▶ _Your instructions_: Starting at the line that holds "78V75L120 79L118 77L119" and stopping at the line that holds "positive clicks: (89, 92) (90, 94)", restate the records below word for word, with both of those lines included.

[Saved data entries]
****************************************

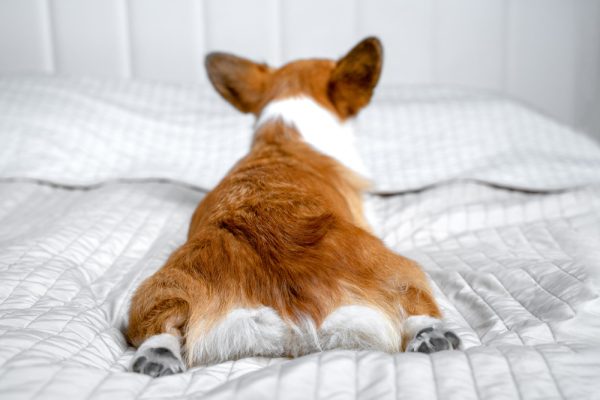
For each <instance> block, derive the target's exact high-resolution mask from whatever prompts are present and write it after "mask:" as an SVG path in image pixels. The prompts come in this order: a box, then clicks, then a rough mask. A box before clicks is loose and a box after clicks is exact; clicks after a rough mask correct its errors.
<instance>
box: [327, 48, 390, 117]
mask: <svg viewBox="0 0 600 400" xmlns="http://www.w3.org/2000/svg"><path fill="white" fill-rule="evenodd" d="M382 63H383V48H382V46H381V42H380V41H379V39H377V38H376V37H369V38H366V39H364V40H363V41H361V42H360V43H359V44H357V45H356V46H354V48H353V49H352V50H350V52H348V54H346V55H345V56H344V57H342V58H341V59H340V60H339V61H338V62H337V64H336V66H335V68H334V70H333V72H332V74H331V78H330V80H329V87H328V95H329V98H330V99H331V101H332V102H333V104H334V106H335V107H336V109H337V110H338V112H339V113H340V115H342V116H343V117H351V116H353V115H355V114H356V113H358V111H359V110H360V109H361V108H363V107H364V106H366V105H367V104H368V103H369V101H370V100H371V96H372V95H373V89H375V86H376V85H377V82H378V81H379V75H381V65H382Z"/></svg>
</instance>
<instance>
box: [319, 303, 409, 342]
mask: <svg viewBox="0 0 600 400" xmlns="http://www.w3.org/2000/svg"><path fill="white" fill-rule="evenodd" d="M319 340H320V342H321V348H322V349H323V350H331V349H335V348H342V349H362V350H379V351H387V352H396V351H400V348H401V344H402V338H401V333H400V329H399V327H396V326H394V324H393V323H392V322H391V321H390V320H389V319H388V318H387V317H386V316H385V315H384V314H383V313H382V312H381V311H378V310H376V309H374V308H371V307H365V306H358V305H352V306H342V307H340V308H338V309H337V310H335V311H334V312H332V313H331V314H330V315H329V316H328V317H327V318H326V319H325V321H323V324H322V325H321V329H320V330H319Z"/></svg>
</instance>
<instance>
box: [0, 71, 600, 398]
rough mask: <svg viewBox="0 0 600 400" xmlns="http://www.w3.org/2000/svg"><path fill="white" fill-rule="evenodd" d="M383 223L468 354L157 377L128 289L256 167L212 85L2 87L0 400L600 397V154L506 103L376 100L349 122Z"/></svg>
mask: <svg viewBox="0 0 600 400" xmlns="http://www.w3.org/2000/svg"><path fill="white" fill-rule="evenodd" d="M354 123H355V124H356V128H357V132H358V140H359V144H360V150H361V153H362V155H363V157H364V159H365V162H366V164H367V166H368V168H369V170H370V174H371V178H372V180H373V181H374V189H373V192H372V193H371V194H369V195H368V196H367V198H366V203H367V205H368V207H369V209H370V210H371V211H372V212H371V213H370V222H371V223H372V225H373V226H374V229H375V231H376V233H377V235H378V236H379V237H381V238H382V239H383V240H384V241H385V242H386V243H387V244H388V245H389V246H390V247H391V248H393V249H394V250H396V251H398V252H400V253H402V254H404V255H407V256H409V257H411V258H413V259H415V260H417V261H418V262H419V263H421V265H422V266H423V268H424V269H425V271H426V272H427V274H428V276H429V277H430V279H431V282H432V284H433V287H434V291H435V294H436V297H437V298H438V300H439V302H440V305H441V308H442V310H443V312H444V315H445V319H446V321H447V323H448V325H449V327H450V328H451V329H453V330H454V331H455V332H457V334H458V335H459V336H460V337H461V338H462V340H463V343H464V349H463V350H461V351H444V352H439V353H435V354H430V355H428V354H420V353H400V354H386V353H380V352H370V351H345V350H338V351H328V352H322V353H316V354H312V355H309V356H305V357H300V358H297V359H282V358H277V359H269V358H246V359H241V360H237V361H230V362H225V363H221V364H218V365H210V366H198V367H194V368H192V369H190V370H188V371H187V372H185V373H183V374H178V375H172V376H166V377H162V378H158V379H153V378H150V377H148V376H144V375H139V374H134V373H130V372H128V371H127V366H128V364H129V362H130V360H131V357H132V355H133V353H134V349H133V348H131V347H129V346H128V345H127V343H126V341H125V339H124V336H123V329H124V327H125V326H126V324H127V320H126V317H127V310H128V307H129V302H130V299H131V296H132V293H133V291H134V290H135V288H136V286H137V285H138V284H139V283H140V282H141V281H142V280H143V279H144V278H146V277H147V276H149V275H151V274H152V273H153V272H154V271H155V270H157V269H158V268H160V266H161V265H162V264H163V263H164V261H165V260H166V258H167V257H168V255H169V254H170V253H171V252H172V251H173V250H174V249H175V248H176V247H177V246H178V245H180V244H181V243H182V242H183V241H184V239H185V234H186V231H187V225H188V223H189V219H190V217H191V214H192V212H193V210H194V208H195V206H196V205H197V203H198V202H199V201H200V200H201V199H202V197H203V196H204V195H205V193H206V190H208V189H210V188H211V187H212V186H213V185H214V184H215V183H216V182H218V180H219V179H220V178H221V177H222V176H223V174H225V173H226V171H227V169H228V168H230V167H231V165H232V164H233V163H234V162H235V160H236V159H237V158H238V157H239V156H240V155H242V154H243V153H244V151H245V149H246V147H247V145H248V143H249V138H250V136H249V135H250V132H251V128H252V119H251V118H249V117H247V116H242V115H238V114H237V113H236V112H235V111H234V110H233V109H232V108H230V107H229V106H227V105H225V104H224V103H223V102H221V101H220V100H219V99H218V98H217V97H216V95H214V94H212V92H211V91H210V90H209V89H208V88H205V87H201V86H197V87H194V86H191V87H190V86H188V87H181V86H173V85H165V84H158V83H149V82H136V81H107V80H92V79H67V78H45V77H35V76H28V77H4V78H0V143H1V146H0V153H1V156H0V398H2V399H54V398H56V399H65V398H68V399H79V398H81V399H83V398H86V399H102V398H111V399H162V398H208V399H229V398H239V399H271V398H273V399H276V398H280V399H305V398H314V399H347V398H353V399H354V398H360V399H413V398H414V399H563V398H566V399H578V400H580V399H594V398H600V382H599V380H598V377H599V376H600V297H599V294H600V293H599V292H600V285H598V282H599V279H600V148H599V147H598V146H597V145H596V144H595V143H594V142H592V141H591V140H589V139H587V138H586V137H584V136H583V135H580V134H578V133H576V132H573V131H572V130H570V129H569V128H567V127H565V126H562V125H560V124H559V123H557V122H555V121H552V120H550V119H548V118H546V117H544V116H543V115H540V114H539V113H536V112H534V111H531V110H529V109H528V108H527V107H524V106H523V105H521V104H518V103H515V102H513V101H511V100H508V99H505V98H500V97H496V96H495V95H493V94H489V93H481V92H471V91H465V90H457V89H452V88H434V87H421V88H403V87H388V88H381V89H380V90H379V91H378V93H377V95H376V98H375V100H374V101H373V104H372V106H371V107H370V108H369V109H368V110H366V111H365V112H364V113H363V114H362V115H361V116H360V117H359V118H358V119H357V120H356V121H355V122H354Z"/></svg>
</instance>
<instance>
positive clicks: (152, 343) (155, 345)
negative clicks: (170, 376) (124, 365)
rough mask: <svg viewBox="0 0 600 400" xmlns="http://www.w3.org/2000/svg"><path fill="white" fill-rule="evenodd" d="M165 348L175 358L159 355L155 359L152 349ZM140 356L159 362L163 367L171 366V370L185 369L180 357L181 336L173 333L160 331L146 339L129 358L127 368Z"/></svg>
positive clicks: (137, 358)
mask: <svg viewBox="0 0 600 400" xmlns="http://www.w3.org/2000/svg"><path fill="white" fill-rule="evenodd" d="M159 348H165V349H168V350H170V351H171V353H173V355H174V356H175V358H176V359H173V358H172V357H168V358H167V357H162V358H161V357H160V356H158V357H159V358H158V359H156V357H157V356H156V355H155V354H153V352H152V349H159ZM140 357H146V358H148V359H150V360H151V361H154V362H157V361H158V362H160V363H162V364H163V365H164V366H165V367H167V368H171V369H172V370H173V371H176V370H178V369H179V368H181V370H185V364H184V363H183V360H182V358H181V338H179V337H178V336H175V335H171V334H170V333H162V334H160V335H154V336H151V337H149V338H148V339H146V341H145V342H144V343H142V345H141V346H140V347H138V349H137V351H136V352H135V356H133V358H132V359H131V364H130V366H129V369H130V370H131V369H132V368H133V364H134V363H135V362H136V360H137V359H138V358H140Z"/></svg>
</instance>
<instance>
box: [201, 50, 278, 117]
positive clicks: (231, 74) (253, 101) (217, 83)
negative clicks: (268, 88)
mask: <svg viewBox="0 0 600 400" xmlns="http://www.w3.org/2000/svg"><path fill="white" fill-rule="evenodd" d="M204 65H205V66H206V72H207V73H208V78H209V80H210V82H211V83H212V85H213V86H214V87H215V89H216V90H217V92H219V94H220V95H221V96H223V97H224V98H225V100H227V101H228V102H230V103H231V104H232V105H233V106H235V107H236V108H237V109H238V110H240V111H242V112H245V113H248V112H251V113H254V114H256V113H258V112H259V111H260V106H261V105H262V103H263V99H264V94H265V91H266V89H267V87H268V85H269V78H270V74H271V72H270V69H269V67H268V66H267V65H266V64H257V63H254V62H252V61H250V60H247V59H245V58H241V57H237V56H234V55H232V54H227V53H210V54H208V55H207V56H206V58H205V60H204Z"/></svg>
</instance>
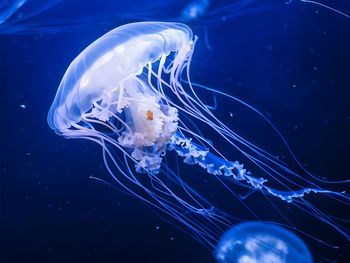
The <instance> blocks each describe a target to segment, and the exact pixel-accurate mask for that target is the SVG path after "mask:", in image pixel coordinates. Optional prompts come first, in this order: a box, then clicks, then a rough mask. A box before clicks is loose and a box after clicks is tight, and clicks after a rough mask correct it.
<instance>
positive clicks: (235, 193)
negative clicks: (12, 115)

****************************************

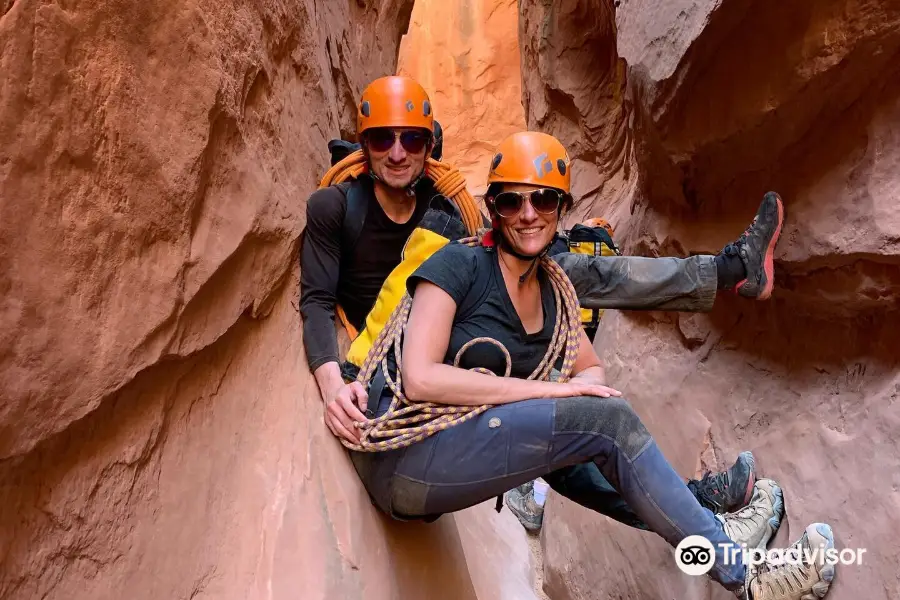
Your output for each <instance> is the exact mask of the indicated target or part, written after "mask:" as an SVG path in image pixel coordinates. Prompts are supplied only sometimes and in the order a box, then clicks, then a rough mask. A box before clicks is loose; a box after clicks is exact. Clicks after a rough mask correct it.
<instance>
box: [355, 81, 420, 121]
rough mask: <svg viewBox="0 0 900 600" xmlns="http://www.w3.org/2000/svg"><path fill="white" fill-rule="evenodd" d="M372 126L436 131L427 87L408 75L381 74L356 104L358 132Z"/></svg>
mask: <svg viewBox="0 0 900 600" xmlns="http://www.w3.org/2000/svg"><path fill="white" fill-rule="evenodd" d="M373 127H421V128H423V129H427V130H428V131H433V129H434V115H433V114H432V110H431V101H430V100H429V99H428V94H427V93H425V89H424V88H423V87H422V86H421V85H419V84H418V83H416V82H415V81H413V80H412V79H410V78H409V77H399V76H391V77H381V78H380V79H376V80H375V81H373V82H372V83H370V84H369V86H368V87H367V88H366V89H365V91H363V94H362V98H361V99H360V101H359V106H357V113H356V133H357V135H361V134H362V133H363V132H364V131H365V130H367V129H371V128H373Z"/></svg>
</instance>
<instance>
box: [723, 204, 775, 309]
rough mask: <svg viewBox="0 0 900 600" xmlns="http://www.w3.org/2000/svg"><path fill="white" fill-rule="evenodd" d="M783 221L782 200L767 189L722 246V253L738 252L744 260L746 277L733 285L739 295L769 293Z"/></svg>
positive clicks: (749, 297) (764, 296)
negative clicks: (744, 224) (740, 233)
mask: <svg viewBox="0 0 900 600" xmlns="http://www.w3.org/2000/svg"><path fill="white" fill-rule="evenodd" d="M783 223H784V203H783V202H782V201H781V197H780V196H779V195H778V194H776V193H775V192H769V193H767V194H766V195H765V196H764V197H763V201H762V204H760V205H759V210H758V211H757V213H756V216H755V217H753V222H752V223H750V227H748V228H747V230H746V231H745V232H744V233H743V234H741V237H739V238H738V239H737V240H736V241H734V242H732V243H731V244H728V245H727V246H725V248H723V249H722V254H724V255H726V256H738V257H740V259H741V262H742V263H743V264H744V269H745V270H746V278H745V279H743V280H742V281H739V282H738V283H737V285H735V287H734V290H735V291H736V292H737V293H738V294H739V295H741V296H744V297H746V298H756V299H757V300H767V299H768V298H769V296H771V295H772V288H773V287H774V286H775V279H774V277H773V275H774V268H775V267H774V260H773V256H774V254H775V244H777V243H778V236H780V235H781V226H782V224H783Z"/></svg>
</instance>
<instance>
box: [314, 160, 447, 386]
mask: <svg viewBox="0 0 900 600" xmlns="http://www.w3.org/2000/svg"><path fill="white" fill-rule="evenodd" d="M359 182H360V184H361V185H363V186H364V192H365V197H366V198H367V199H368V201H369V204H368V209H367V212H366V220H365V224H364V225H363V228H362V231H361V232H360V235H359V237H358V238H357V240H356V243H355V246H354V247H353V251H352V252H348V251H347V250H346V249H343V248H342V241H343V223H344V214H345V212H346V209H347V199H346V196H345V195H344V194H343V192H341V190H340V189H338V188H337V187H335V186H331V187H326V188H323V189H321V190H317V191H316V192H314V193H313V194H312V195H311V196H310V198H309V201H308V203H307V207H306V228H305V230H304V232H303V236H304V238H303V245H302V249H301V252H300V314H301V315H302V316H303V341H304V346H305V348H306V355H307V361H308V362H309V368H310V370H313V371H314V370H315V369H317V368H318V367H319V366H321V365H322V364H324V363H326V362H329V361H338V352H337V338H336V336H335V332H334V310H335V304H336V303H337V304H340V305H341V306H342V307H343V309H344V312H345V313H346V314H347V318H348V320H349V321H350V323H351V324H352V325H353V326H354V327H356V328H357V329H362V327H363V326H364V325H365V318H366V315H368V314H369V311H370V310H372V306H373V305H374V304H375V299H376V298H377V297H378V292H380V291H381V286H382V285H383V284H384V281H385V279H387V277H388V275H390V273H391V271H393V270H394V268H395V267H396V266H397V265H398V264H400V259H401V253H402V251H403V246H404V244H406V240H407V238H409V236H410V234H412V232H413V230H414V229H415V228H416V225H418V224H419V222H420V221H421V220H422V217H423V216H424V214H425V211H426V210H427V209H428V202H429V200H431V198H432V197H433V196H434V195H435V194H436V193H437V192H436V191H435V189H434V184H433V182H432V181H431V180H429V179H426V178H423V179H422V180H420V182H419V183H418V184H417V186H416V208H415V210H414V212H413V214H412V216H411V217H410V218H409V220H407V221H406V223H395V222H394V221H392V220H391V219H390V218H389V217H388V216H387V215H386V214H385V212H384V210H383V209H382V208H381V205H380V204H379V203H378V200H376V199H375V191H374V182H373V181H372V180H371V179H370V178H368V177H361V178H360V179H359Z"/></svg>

****************************************

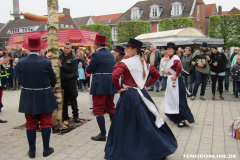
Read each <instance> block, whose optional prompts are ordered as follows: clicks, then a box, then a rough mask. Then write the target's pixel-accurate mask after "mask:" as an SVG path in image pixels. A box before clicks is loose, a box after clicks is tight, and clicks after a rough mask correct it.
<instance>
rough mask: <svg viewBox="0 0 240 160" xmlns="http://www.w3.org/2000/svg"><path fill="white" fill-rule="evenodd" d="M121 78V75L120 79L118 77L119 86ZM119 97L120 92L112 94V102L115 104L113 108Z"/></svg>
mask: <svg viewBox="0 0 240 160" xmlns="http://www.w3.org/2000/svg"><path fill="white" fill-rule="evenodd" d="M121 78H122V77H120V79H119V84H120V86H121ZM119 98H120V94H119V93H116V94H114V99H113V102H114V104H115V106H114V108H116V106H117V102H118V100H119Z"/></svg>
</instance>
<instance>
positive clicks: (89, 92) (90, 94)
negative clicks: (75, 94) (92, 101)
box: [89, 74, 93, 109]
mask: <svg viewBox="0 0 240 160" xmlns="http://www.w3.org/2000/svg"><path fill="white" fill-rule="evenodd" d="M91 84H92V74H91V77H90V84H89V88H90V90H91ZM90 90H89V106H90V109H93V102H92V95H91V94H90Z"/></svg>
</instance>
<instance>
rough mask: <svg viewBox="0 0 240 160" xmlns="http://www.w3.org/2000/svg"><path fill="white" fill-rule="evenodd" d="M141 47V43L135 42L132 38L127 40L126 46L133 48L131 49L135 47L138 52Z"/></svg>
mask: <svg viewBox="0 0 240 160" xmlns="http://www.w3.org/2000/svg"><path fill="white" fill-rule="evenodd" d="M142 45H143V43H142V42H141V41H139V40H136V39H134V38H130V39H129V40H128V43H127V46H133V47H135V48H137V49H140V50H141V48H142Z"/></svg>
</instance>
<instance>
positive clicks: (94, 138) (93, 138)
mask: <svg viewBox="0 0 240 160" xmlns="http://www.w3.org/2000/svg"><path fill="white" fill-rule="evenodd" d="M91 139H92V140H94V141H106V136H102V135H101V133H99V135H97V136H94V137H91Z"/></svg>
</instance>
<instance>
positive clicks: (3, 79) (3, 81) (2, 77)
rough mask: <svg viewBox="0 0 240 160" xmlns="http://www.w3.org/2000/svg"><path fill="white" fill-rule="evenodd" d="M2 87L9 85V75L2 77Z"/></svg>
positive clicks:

****************************************

▶ _Answer to this exercise_:
rough mask: <svg viewBox="0 0 240 160" xmlns="http://www.w3.org/2000/svg"><path fill="white" fill-rule="evenodd" d="M121 78V75L120 79L118 77L119 86ZM119 97L120 92L112 94V102L115 104L113 108Z"/></svg>
mask: <svg viewBox="0 0 240 160" xmlns="http://www.w3.org/2000/svg"><path fill="white" fill-rule="evenodd" d="M121 78H122V77H120V79H119V84H120V86H121ZM119 98H120V94H119V93H116V94H114V99H113V102H114V104H115V106H114V108H116V106H117V102H118V100H119Z"/></svg>
</instance>
<instance>
positive clicks: (89, 92) (90, 94)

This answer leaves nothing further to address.